Records shown →

--------

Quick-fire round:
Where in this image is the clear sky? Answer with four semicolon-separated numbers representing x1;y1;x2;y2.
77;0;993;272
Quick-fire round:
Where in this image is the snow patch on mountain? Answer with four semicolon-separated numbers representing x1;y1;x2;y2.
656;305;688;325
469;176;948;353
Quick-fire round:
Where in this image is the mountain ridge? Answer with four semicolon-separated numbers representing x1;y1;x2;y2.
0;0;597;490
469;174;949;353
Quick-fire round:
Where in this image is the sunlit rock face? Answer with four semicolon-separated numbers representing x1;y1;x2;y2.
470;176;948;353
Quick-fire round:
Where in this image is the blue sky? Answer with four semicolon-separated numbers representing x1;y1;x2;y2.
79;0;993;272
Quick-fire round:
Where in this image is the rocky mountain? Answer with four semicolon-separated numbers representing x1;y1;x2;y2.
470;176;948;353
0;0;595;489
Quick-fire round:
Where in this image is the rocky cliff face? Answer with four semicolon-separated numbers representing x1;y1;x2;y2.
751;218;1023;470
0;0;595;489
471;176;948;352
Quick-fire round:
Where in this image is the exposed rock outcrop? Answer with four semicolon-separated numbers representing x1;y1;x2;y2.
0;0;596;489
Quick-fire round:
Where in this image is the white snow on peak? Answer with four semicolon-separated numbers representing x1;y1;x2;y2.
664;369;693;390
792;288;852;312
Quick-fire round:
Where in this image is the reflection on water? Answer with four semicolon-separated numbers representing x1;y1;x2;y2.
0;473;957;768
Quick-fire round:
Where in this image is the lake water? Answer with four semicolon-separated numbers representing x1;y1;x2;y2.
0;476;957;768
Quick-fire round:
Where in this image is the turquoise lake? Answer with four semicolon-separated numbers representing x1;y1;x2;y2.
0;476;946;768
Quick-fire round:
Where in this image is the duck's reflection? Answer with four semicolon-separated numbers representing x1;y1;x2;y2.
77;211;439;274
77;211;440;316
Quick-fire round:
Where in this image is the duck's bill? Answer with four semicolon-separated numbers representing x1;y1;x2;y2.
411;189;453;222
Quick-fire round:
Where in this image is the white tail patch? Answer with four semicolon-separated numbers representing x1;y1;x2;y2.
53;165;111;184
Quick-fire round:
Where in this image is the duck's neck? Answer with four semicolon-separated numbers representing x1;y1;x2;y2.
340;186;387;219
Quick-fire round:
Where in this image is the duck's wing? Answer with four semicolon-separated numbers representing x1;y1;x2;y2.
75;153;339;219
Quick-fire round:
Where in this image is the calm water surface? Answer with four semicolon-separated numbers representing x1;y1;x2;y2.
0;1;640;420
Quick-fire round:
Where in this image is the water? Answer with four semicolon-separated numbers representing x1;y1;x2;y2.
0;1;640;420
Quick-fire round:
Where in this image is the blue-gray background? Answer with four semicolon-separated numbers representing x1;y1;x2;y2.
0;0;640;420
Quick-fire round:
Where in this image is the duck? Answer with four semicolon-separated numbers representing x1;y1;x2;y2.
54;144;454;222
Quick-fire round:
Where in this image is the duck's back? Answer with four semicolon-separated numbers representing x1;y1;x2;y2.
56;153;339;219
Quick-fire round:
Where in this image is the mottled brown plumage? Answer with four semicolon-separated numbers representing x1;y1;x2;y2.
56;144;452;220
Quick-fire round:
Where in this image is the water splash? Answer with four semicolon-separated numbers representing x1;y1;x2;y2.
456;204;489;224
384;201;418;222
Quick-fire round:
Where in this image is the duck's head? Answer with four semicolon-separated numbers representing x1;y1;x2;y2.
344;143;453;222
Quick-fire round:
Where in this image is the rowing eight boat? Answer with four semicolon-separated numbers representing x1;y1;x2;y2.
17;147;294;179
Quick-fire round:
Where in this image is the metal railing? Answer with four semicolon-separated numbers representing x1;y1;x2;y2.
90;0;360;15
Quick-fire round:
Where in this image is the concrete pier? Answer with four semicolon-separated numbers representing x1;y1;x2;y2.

--------

Requirements → Transcribe every entry exactly, omitting nothing.

Result for this task →
Quick-fire round:
Where in this image is the clear sky? Answer with four semicolon-separated numbers representing x1;y1;x2;y2.
77;0;993;272
Quick-fire round:
Where in this image is the snow patch on mountain? Answer with four semicolon-separated numbers representing x1;y1;x2;y2.
656;305;688;325
469;176;948;353
Quick-fire round:
Where in this image is the mountain ridge? Answer with four semicolon-separated numbers representing x1;y1;x2;y2.
0;0;597;490
469;174;949;353
Quick-fire round:
Where in this image is the sunlit rock face? Answer with four semicolon-separated numbers representing x1;y1;x2;y2.
470;176;948;353
Quick-fire round:
Where in this image is the blue sky? Answer with four semicolon-separated numbers representing x1;y1;x2;y2.
79;0;993;272
Quick-fire round:
Where in this image is the rocky mountain? Answer with four semicolon-separated numbers representing x1;y1;x2;y2.
470;176;948;353
0;0;595;489
Quick-fire round:
Where in this image is the rocky cliff face? Answer with four semicolon-separated numbers representing x1;y1;x2;y2.
751;218;1023;470
0;0;595;489
471;176;948;352
Quick-fire round:
Where in this image is the exposed rock outcrop? Answer with four semicolon-separated numbers representing x1;y1;x2;y2.
0;0;596;489
Quick-fire round:
Where in this image is the white snow on peak? Answer with four semicolon-separated numbers representing x1;y1;x2;y2.
664;369;693;390
792;288;852;312
Quick-fire round:
Where in this image is the reflection on water? Answer with four semicolon-separated numbers representing x1;y1;x2;y2.
0;473;957;768
Quick-fire round:
Where in this image is the lake water? Answer with four semicolon-separated numbers representing x1;y1;x2;y2.
0;476;957;768
Quick-fire round:
Where in this image is the turquoise lake? Answer with four semicolon-separated numbers representing x1;y1;x2;y2.
0;476;946;768
Quick-fire round:
Where in this image is the duck's reflection? Answer with four semicolon-separated numbers representing x1;y1;x2;y2.
77;211;439;274
77;211;440;316
Quick-fire round:
Where in this image is the duck's bill? Answer with four semicolon-separated numbers representing x1;y1;x2;y2.
411;189;453;222
Quick-fire round:
Where in this image is the white tail patch? Answer with four semicolon-separated numbers representing x1;y1;x2;y2.
53;165;111;184
Quick-fire round:
Where in this image is the duck's neck? Answer with four semicolon-separated numbers representing x1;y1;x2;y2.
340;186;387;219
Quick-fire round:
Where in this image is the duck's wing? Answer with four semicolon-separated numbers representing x1;y1;x2;y2.
75;153;339;219
Quick-fire round:
Where in this image is the calm water surface? Answer with four semicolon-separated numbers representing x1;y1;x2;y2.
0;1;640;420
Quick-fire round:
Where in this image is the water? Answer with four semicolon-separated numbers representing x1;y1;x2;y2.
0;1;640;420
Quick-fire round:
Where in this image is the blue-gray background? Answer with four semicolon-separated numbers representing x1;y1;x2;y2.
0;0;640;420
Quick-fire round:
Where in this image is the duck? Answer with four semicolon-separated numbers representing x1;y1;x2;y2.
54;144;454;222
Quick-fire round:
Where in this image is the duck's back? Answer with four semicolon-separated numbers representing x1;y1;x2;y2.
56;153;339;219
Quick-fire round:
Where in this image is the mottled brown plumage? Answer with four semicolon-separated numbers representing x1;y1;x2;y2.
56;144;452;220
Quick-fire round:
Where in this image is the water splash? Answer with four semicolon-separated numbers representing x1;y1;x2;y2.
456;204;489;224
384;201;418;222
Quick-fire round:
Where in this image is the duck's head? Answer with four semicolon-separated numbers representing x1;y1;x2;y2.
344;143;453;222
Quick-fire round:
Where in this image is the rowing eight boat? Answer with four semicolon-separated numbers representing x1;y1;x2;y2.
17;147;294;179
Quick-fire round:
Where in this image is the metal railing? Answer with four semicolon-separated numbers representing x1;y1;x2;y2.
90;0;360;15
Quick-fire round:
Where in this image is the concrete pier? Answer with four semicolon-separated numbers representing x1;y1;x2;y2.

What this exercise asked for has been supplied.